[Text shown]
....
The Chinese e-commerce sector has experienced unrivalled development in the last decade, turning China into the largest e-commerce market in the world. Online retail, for fashion, groceries and even cars, is becoming part of local consumers’ daily habits thanks to an always-on smartphone-focused approach.
It is therefore no coincidence that brands and retailers from all over the world are eager to launch on China’s online platforms. The five steps below should provide a basic overview of what foreign retails should consider before taking the step into the market.
1. Conduct your market research
Will your product actually sell in China? Are there local or international competitors already in your space and already in the market? Make sure you do the obvious market research at the very first stage, before spending a lot of money and time establishing an e-commerce presence.
Looking at where overseas Chinese visitors go shopping and what they buy can be a great piece of low-cost early research to find out what Chinese consumers like and don’t like. If you can, make a trip to China and have a look for yourself to see if there are competitor products, how they’re priced, and the quality of them. Try to build a profile of your ideal customer, as identifying who will be most receptive to your brand heritage and story will help determine which geographical areas and demographics to target.
....
[Recorded data]
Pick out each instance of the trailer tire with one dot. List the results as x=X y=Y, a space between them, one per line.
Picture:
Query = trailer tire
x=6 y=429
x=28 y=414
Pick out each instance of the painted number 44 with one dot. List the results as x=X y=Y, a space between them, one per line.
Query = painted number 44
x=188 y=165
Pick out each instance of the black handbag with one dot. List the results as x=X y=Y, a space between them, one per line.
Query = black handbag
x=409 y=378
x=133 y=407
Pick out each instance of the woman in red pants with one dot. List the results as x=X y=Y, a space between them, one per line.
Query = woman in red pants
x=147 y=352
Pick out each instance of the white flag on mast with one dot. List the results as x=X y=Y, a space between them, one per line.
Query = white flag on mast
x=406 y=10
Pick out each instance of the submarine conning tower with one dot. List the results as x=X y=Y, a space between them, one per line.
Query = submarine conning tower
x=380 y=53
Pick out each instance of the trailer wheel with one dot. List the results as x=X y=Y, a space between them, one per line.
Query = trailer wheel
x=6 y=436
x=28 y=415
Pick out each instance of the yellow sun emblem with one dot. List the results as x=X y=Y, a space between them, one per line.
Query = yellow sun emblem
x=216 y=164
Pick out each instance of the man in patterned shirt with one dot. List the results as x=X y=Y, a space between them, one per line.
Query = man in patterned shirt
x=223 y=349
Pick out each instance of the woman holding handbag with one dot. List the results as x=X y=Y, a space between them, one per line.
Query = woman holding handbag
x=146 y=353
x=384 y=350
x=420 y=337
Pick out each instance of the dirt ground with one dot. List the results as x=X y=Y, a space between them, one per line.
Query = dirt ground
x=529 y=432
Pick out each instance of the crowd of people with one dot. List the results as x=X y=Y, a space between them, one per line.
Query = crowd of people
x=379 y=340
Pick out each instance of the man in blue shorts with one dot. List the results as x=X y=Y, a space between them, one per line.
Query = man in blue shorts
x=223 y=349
....
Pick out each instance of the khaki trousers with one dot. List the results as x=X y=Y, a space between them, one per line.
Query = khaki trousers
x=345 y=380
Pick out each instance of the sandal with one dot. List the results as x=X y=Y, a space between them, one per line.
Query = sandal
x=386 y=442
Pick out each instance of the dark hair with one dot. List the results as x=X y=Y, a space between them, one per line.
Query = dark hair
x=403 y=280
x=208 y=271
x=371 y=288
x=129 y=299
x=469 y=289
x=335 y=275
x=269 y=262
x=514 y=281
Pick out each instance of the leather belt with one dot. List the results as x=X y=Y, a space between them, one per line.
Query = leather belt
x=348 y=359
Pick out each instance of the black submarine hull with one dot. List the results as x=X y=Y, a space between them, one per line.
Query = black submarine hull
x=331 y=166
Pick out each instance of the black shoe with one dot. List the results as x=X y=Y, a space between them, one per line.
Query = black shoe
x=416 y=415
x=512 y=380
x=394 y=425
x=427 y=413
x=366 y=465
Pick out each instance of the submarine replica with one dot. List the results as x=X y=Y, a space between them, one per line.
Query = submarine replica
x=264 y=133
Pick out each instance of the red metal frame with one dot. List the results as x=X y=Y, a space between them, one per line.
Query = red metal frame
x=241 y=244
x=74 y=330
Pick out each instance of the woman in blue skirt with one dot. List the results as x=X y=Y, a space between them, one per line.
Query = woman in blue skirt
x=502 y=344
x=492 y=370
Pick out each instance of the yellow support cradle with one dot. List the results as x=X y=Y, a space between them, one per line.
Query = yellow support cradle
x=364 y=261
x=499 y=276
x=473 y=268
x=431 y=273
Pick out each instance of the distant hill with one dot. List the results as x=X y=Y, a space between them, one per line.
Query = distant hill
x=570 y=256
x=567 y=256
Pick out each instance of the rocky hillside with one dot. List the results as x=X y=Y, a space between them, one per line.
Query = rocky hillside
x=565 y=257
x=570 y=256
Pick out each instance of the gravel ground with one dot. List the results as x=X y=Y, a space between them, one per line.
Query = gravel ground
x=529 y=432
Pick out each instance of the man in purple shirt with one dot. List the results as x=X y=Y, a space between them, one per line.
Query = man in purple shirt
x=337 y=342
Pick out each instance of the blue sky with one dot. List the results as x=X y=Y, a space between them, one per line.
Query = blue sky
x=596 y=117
....
[Requirement 1]
From the text on China's e-commerce market, extract the passage starting with "It is therefore" and going on through "into the market.".
[Requirement 2]
Continue the article on launching a brand on China's e-commerce platforms from where it stops.

[Answer box 1]
It is therefore no coincidence that brands and retailers from all over the world are eager to launch on China’s online platforms. The five steps below should provide a basic overview of what foreign retails should consider before taking the step into the market.

[Answer box 2]
China has multiple consumer bases: young and old, rural and urban, top-tier and lower tier, luxury and bulk buy – so determining the customer profile for your brand is essential.
2. Choose the right platform
China has many e-commerce platforms that target a whole range of different audiences. Some are targeting luxury spenders, some are aimed at group buyers. Some focus on first-tier cities whilst others target the third- and fourth-tier cities. Make sure you know your audience so that you can work with the most suitable platform for your needs. TMall Global, JD.com Worldwide and Xiao Hong Shu are three of the larger platforms that enable Cross Border E-Commerce (CBEC) sales but there are a many more out there.
TMall (for domestic sales) and TMall Global (for CBEC sales) are owned by Alibaba and see record-breaking sales revenues every year during the November 11th Singles Day. TMall is popular with shoppers looking for luxury, accessories and general FMCGs. JD (Jindong) initially started out as the go-to site for electric appliances but has now branched out to cover everything from fresh food to clothing to cosmetics. Xiao Hong Shu (Little Red Book) has become incredibly poplar among China’s youth and affluent women living in urban coastal regions of China.
Selling into China also doesn’t have to mean working with an e-commerce platform. Increasingly, companies are also using their own website to sell directly into market, which offers more control, higher margins and better data collection but also involves a lot of work making your global website China-friendly.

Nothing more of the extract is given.